> WORK ORDER:
With nothing added or dropped, output every record below exactly.

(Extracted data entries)
((
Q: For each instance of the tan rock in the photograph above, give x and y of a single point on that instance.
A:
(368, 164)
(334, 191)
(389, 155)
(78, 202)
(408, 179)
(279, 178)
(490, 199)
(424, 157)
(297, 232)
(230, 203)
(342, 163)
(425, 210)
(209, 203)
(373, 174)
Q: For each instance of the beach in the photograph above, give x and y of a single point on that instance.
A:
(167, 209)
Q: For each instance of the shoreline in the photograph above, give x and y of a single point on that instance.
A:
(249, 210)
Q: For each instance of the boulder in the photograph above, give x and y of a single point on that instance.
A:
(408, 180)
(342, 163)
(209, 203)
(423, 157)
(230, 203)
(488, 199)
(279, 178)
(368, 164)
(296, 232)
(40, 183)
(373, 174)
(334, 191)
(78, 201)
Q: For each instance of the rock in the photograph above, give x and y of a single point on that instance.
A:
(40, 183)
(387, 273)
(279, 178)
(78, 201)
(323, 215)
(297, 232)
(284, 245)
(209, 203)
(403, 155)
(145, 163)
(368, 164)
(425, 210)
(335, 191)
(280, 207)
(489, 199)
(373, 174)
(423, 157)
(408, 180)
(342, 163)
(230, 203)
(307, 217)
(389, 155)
))
> SOLVED EXERCISE:
Q: For each instance of the tan rock in the photograph above, give x and y of a single point on that instance.
A:
(368, 164)
(334, 191)
(389, 155)
(78, 202)
(408, 179)
(279, 178)
(490, 199)
(424, 157)
(297, 232)
(230, 203)
(342, 163)
(425, 210)
(209, 203)
(373, 174)
Q: For each instance of the beach in the photograph above, give x and y of a single point on that instance.
A:
(167, 209)
Q: For each instance of the shoreline in the photograph above, give x and y of a single point on that instance.
A:
(249, 210)
Q: For each instance of the boulder in the photograph above, give x and y of a single point on that instance.
A:
(408, 180)
(342, 163)
(209, 203)
(423, 157)
(230, 203)
(488, 199)
(279, 178)
(368, 164)
(296, 232)
(40, 183)
(373, 174)
(334, 191)
(78, 201)
Q: For each instance of the rock in the photograph above, give x and y of a single point on that instance.
A:
(40, 183)
(387, 273)
(279, 178)
(78, 201)
(323, 215)
(297, 232)
(284, 245)
(209, 203)
(403, 155)
(145, 163)
(368, 164)
(425, 210)
(335, 191)
(280, 207)
(489, 199)
(373, 174)
(423, 157)
(408, 180)
(342, 163)
(230, 203)
(307, 217)
(389, 155)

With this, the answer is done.